---- RECORD EXCERPTS
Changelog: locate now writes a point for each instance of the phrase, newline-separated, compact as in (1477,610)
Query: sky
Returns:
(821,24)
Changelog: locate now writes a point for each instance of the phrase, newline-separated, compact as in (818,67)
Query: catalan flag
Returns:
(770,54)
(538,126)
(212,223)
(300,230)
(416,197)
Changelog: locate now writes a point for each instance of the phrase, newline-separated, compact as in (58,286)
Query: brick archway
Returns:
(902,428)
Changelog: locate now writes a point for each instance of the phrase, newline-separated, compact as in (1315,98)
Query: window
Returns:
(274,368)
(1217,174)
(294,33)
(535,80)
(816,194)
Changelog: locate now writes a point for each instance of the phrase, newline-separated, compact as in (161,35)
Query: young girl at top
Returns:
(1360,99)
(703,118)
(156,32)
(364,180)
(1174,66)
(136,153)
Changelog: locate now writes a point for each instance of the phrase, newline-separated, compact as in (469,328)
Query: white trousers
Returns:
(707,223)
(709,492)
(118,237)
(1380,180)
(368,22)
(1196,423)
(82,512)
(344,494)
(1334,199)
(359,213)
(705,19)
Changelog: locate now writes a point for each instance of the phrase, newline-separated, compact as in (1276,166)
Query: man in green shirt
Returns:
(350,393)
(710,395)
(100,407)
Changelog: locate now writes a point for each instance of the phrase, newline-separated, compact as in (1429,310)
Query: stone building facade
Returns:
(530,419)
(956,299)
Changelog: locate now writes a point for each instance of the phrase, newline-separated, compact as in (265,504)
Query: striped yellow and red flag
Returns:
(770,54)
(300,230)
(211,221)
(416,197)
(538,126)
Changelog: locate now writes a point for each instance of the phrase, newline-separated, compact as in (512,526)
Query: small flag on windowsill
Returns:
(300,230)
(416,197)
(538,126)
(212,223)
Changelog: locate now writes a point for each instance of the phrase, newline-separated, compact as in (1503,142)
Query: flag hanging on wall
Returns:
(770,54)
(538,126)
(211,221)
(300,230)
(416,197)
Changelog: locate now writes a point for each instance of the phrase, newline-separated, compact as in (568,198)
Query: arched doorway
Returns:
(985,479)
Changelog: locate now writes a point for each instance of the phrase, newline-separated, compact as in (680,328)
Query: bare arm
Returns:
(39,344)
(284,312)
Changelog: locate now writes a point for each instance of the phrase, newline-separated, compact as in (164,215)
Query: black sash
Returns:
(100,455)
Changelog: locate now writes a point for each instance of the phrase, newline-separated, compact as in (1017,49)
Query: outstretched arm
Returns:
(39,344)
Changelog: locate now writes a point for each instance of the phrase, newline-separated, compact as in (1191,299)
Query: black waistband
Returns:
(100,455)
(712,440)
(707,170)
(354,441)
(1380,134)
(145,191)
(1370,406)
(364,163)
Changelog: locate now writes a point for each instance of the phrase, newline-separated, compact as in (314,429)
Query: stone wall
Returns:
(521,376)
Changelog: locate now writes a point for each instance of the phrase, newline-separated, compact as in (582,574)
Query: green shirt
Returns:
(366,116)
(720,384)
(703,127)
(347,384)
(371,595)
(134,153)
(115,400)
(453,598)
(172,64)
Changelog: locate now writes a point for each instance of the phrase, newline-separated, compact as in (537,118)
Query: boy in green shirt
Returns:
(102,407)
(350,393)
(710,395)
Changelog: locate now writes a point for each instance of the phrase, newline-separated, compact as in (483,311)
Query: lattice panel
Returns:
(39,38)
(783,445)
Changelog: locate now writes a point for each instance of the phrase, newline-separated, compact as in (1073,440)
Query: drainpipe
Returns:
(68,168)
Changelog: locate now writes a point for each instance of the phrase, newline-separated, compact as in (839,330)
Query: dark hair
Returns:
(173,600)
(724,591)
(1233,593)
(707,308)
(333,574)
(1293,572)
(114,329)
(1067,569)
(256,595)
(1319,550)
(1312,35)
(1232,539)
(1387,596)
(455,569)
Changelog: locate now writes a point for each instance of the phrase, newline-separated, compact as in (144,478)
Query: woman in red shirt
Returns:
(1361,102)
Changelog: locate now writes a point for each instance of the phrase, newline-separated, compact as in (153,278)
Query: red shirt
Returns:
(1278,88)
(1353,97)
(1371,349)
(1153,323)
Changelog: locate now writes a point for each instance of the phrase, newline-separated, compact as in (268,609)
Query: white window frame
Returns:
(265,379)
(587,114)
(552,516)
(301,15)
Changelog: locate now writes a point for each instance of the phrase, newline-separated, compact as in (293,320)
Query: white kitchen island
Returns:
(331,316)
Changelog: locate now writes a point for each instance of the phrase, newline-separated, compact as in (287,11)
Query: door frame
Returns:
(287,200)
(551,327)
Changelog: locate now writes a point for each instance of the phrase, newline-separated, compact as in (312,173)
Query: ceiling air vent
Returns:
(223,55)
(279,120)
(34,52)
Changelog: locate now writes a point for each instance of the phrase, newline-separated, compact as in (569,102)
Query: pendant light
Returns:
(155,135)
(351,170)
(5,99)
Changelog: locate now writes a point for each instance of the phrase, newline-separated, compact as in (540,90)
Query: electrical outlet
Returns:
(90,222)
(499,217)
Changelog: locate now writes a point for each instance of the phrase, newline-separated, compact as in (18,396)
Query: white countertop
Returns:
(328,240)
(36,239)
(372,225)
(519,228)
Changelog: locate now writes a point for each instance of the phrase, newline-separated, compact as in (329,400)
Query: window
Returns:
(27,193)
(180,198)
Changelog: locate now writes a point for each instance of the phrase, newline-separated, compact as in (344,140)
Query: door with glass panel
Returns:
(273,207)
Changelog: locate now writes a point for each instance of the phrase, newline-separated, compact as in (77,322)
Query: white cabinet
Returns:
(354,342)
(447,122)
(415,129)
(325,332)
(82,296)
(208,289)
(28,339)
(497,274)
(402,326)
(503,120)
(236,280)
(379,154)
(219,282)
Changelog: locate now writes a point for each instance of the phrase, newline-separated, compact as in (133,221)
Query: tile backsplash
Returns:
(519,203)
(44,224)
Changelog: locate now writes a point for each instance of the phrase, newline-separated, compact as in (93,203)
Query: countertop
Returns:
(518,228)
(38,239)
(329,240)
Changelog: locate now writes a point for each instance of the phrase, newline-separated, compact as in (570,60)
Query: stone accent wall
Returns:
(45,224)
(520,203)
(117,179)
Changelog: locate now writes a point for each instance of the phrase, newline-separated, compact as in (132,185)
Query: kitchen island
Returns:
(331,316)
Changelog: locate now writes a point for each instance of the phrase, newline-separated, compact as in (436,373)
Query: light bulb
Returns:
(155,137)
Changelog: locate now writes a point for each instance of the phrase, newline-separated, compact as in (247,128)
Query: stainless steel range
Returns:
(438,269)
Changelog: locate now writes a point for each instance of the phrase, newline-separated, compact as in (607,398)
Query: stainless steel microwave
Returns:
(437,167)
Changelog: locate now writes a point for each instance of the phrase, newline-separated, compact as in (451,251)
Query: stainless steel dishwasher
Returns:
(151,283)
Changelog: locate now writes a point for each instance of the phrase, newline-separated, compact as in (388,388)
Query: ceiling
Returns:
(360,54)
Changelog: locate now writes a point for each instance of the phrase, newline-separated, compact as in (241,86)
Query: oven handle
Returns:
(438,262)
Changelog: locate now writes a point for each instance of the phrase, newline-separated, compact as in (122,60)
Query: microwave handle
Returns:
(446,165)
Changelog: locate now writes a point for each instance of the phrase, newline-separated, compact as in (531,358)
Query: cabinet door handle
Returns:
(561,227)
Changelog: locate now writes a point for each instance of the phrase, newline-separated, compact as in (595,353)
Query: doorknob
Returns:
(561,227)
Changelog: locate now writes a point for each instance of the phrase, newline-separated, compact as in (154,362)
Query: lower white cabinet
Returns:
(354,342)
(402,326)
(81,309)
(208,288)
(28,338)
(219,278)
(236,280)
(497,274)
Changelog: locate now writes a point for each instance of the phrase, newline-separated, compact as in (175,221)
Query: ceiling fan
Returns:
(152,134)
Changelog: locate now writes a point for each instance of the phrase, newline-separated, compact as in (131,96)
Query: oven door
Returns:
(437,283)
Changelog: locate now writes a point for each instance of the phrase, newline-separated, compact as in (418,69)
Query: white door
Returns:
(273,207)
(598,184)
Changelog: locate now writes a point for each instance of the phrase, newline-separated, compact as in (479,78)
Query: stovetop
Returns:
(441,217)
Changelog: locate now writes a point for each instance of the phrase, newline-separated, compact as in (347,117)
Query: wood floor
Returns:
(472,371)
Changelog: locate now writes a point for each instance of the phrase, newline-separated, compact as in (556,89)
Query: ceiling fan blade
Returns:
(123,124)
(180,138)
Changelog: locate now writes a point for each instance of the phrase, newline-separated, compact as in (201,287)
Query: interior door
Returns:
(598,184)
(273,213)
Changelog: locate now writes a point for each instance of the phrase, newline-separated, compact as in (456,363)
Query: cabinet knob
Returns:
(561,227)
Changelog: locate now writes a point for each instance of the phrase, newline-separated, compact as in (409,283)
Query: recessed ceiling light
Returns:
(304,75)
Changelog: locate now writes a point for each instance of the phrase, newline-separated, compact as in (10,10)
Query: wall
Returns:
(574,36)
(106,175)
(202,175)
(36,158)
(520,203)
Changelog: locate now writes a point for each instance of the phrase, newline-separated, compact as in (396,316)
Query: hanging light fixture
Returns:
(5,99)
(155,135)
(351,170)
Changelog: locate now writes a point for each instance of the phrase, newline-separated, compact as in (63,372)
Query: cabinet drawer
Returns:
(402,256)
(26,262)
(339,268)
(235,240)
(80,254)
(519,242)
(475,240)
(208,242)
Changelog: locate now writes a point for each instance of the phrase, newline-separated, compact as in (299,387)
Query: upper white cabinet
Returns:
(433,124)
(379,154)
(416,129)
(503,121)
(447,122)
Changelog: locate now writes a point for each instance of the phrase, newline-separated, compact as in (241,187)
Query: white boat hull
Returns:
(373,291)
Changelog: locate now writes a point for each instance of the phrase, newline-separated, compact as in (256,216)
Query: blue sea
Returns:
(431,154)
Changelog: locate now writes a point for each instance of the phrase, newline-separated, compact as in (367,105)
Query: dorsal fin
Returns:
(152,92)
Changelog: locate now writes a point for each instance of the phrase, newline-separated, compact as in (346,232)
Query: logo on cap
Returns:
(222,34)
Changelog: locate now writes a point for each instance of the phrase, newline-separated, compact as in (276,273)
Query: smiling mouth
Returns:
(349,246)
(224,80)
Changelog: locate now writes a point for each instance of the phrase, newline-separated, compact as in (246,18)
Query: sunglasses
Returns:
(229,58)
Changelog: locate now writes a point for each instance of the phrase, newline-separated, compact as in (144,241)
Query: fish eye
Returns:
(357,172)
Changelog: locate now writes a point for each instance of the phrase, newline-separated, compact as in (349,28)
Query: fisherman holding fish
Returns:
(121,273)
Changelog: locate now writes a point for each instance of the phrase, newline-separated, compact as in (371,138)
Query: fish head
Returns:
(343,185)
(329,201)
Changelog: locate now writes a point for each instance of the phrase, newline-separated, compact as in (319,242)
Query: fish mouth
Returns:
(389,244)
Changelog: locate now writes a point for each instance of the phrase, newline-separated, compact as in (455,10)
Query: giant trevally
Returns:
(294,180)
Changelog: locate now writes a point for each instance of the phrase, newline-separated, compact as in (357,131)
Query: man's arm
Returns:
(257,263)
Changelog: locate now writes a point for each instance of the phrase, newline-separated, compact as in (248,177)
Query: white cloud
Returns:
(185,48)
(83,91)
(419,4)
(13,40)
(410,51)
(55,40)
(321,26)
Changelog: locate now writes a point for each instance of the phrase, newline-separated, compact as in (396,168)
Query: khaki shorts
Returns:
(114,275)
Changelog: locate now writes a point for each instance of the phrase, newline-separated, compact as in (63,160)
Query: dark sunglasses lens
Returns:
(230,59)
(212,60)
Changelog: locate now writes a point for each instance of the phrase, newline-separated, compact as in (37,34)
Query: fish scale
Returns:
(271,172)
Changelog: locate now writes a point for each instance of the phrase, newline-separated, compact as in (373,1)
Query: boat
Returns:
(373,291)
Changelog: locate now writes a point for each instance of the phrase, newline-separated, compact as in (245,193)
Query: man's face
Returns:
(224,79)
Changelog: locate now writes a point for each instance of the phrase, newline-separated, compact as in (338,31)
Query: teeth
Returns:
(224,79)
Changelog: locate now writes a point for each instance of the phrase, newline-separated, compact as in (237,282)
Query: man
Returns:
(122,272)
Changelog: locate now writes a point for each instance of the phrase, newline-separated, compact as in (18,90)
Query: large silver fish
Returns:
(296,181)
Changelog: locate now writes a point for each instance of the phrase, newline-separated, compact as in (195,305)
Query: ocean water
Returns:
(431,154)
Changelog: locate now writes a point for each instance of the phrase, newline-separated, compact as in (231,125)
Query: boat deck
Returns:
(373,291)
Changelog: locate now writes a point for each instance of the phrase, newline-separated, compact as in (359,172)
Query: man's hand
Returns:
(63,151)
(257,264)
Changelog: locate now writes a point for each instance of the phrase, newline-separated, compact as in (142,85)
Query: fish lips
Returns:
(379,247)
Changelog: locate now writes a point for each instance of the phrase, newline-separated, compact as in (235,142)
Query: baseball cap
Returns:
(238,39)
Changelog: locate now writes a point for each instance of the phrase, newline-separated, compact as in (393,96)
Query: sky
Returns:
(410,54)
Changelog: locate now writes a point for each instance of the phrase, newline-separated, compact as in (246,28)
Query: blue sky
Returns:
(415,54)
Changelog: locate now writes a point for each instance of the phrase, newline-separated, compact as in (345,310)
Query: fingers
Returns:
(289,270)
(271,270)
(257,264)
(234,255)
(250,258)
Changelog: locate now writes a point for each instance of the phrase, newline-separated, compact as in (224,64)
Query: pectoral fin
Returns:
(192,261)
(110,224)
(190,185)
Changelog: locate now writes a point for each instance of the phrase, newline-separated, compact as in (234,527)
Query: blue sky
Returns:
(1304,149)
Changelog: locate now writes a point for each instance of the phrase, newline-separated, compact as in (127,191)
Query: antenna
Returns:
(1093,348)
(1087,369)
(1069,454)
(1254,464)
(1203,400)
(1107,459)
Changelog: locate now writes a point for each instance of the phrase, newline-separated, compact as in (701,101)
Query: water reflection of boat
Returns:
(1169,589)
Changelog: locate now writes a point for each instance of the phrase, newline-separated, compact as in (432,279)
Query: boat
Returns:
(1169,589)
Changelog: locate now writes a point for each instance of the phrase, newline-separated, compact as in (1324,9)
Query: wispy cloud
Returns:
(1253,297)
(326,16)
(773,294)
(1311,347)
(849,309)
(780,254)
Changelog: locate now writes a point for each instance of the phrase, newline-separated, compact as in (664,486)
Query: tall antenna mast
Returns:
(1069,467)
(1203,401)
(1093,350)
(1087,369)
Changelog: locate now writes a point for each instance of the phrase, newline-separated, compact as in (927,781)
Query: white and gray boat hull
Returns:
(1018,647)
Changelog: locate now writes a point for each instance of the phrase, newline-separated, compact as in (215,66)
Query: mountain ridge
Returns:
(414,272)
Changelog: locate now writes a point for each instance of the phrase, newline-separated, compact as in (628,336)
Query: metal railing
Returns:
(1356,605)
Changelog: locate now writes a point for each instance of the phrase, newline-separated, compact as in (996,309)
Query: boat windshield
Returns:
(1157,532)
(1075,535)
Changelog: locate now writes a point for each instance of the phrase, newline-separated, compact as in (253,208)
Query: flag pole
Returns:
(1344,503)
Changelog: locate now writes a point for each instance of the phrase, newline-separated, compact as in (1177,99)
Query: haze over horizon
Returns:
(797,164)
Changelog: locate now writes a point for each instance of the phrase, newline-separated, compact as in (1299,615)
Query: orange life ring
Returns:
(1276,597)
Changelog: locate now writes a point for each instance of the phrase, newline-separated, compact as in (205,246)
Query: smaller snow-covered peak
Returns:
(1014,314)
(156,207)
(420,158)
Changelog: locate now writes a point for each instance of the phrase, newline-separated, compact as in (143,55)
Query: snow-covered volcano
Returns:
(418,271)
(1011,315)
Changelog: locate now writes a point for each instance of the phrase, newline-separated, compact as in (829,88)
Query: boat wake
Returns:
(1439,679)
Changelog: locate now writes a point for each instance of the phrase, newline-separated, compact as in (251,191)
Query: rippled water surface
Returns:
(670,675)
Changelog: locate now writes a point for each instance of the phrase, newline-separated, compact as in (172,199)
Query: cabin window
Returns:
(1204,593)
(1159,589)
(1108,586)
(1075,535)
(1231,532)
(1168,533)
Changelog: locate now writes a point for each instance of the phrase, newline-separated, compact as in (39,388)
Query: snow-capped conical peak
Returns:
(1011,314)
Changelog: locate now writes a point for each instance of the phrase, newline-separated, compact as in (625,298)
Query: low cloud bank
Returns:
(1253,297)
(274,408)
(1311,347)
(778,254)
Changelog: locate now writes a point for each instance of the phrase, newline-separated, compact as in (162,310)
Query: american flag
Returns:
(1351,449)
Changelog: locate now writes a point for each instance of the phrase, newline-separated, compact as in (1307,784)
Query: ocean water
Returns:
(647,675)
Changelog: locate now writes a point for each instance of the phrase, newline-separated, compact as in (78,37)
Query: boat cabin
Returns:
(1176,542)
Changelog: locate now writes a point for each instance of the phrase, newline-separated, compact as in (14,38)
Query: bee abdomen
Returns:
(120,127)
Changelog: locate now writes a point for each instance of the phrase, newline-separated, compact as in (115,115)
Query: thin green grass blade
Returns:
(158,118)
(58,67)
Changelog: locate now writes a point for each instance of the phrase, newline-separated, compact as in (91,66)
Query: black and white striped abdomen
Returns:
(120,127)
--------
● **TASK DIRECTIONS**
Where a line in the material above holds "peak", copy that line.

● **WRITTEN REPLY**
Query: smaller snow-covered peak
Query: snow-capped conical peak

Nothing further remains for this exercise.